__Task description__
Copy all of the material below line for line, changing nothing.

Items stored from a collection
____

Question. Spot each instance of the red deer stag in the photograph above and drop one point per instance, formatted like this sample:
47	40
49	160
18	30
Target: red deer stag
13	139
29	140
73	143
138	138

____

__Written solution__
Question. Spot each instance of the red deer stag in the photograph above and drop one point per instance, formatted like this sample:
47	40
49	160
18	30
Target: red deer stag
13	139
29	140
73	143
138	138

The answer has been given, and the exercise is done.